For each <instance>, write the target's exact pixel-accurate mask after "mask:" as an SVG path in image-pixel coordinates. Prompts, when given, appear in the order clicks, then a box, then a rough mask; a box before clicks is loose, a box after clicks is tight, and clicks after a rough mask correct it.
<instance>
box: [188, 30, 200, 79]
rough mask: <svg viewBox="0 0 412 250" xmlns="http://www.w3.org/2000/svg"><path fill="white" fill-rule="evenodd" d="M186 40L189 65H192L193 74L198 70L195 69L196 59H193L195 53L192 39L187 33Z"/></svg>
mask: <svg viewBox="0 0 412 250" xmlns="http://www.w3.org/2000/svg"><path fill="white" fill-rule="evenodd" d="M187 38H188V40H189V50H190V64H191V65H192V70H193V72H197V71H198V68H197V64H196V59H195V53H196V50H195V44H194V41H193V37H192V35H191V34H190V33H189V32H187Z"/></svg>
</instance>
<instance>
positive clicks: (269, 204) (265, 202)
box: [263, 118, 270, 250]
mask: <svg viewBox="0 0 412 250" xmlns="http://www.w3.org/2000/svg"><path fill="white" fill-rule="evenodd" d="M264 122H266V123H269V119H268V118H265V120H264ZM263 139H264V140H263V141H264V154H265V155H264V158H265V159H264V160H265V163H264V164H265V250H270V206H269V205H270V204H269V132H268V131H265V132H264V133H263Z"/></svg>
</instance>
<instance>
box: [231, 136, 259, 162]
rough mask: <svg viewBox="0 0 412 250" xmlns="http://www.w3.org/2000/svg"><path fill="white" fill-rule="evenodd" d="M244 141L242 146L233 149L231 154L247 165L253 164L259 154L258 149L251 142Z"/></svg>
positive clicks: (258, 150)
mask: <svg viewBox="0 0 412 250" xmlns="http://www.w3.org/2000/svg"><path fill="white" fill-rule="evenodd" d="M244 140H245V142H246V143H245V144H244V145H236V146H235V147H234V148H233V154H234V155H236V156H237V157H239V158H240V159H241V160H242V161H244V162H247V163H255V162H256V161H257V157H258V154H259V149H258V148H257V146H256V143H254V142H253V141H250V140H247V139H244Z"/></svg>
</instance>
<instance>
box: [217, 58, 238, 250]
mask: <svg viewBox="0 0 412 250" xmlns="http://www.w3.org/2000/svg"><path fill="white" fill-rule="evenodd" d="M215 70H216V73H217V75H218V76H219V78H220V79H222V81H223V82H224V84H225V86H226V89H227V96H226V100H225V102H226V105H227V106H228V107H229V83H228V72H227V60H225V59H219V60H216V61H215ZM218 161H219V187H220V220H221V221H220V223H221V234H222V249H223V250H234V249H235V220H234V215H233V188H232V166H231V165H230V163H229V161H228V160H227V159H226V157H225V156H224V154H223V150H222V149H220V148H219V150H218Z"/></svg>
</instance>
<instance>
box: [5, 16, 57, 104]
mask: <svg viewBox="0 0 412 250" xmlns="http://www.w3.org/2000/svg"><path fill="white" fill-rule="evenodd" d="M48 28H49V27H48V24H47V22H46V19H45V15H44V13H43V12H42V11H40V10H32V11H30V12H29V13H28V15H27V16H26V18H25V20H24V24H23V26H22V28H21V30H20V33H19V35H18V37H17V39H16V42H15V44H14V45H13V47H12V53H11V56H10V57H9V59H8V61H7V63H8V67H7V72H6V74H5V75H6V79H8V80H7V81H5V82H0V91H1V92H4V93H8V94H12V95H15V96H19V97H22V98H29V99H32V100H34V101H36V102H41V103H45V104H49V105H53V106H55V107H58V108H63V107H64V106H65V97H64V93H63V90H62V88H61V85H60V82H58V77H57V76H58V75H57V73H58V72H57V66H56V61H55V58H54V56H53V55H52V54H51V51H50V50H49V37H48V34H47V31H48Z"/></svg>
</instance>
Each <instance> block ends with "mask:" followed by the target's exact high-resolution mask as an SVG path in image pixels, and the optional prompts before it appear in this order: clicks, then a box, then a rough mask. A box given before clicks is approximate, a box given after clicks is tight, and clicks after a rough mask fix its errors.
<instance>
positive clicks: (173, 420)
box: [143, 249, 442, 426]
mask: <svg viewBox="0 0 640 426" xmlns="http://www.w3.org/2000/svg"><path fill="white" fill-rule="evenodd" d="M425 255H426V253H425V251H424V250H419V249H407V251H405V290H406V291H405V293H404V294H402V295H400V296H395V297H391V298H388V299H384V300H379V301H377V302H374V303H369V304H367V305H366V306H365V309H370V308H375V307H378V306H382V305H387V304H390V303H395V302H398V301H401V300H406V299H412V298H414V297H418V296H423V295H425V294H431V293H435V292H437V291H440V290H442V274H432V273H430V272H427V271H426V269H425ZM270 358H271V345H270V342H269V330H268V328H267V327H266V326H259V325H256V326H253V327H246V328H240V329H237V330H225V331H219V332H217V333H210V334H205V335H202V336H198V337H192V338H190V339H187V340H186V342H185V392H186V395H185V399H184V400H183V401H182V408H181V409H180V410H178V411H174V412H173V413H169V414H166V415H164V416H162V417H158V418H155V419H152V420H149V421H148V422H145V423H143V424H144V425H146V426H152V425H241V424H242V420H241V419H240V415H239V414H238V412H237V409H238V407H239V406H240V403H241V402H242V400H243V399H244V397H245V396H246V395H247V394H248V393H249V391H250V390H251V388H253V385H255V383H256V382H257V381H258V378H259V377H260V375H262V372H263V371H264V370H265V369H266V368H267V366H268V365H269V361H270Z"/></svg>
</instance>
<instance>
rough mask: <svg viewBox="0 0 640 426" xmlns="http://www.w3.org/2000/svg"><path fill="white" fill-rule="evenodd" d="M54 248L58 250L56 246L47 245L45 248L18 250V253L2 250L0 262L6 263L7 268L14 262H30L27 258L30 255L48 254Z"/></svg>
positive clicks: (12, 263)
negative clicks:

____________________

* _Exercise requirements_
Would you output the full listing exactly as it stands?

* _Task response_
For each <instance>, write the target's exact pixel-accurate mask after "mask:" as an SVG path in image-pixel coordinates. Prompts, when given, appear in the order clicks, then a box, then a rough mask; a box before clicks is loose, a box after clicks is tight, and clicks after a rough mask correct it.
<instance>
box: [188, 30, 200, 79]
rough mask: <svg viewBox="0 0 412 250" xmlns="http://www.w3.org/2000/svg"><path fill="white" fill-rule="evenodd" d="M186 40L189 65H192L193 74L198 70L195 69L196 59H193L195 53L192 39L187 33Z"/></svg>
mask: <svg viewBox="0 0 412 250" xmlns="http://www.w3.org/2000/svg"><path fill="white" fill-rule="evenodd" d="M187 38H188V40H189V50H190V64H191V65H192V70H193V72H197V71H198V68H197V64H196V59H195V53H196V50H195V44H194V41H193V37H192V35H191V34H190V33H189V32H187Z"/></svg>
</instance>
<instance>
positive clicks: (269, 204) (265, 202)
box: [263, 118, 270, 250]
mask: <svg viewBox="0 0 412 250" xmlns="http://www.w3.org/2000/svg"><path fill="white" fill-rule="evenodd" d="M264 122H266V123H269V119H268V118H265V120H264ZM263 139H264V140H263V141H264V154H265V155H264V158H265V159H264V160H265V163H264V164H265V250H270V206H269V205H270V204H269V132H268V131H265V132H264V133H263Z"/></svg>
</instance>
<instance>
box: [231, 136, 259, 162]
rough mask: <svg viewBox="0 0 412 250" xmlns="http://www.w3.org/2000/svg"><path fill="white" fill-rule="evenodd" d="M244 141L242 146L233 149L231 154L247 165L253 164L259 154L258 149L251 142Z"/></svg>
positive clicks: (258, 150)
mask: <svg viewBox="0 0 412 250" xmlns="http://www.w3.org/2000/svg"><path fill="white" fill-rule="evenodd" d="M244 140H245V142H246V143H245V144H244V145H236V146H235V147H234V148H233V154H234V155H236V156H237V157H239V158H240V159H241V160H242V161H244V162H247V163H255V162H256V161H257V157H258V154H259V149H258V148H257V146H256V143H254V142H253V141H250V140H247V139H244Z"/></svg>
</instance>
<instance>
box: [217, 58, 238, 250]
mask: <svg viewBox="0 0 412 250" xmlns="http://www.w3.org/2000/svg"><path fill="white" fill-rule="evenodd" d="M215 70H216V73H217V75H218V76H219V78H220V79H222V81H223V82H224V84H225V86H226V89H227V96H226V100H225V102H226V105H227V106H228V107H229V83H228V72H227V60H225V59H219V60H216V61H215ZM218 161H219V187H220V220H221V221H220V223H221V234H222V249H223V250H234V249H235V220H234V215H233V188H232V166H231V165H230V163H229V161H228V160H227V159H226V157H225V156H224V154H223V150H222V149H220V148H219V150H218Z"/></svg>
</instance>
<instance>
box: [5, 16, 57, 104]
mask: <svg viewBox="0 0 412 250" xmlns="http://www.w3.org/2000/svg"><path fill="white" fill-rule="evenodd" d="M48 28H49V27H48V24H47V22H46V19H45V15H44V13H43V12H42V11H40V10H32V11H30V12H29V13H28V15H27V16H26V18H25V20H24V24H23V26H22V28H21V30H20V33H19V35H18V37H17V39H16V42H15V44H14V45H13V47H12V53H11V56H10V57H9V59H8V61H7V63H8V67H7V72H6V74H5V75H6V79H8V80H7V81H5V82H0V91H1V92H4V93H8V94H12V95H15V96H19V97H22V98H29V99H32V100H34V101H36V102H41V103H45V104H49V105H53V106H55V107H58V108H63V107H64V106H65V97H64V93H63V90H62V88H61V85H60V82H58V77H57V76H58V75H57V73H58V72H57V66H56V61H55V58H54V56H53V55H52V54H51V51H50V50H49V37H48V34H47V31H48Z"/></svg>
</instance>
Each <instance> block ends with "mask:" followed by the target's exact high-resolution mask as an SVG path in image pixels, and the optional prompts before it appear in this order: clicks, then a box, then a rough mask. A box given before clicks is approximate, a box given after clicks is tight, and clicks after a rough mask fix its errors.
<instance>
positive clicks: (173, 420)
box: [143, 249, 442, 426]
mask: <svg viewBox="0 0 640 426" xmlns="http://www.w3.org/2000/svg"><path fill="white" fill-rule="evenodd" d="M425 255H426V253H425V251H424V250H419V249H407V251H405V290H406V291H405V293H404V294H402V295H400V296H395V297H391V298H388V299H384V300H379V301H377V302H374V303H369V304H367V305H366V306H365V309H370V308H375V307H378V306H382V305H387V304H390V303H395V302H398V301H401V300H406V299H412V298H414V297H418V296H423V295H425V294H431V293H435V292H437V291H440V290H442V274H432V273H430V272H427V271H426V269H425ZM270 358H271V345H270V342H269V330H268V328H267V327H266V326H259V325H256V326H253V327H246V328H240V329H237V330H225V331H219V332H217V333H210V334H205V335H202V336H198V337H192V338H190V339H187V340H186V342H185V392H186V395H185V399H184V400H183V401H182V408H181V409H180V410H178V411H174V412H173V413H169V414H166V415H164V416H162V417H158V418H155V419H152V420H149V421H148V422H145V423H143V424H144V425H146V426H152V425H241V424H242V420H241V419H240V415H239V414H238V412H237V409H238V407H239V406H240V403H241V402H242V400H243V399H244V397H245V396H246V395H247V394H248V393H249V391H250V390H251V388H253V385H255V383H256V382H257V381H258V378H259V377H260V375H262V372H263V371H264V370H265V369H266V368H267V366H268V365H269V361H270Z"/></svg>
</instance>
<instance>
rough mask: <svg viewBox="0 0 640 426" xmlns="http://www.w3.org/2000/svg"><path fill="white" fill-rule="evenodd" d="M54 248L58 250L56 246L47 245L45 248L18 250V253L2 250L0 262L6 263L7 268L14 262H30L27 258L30 255L48 254Z"/></svg>
positive clicks: (12, 263)
negative clicks:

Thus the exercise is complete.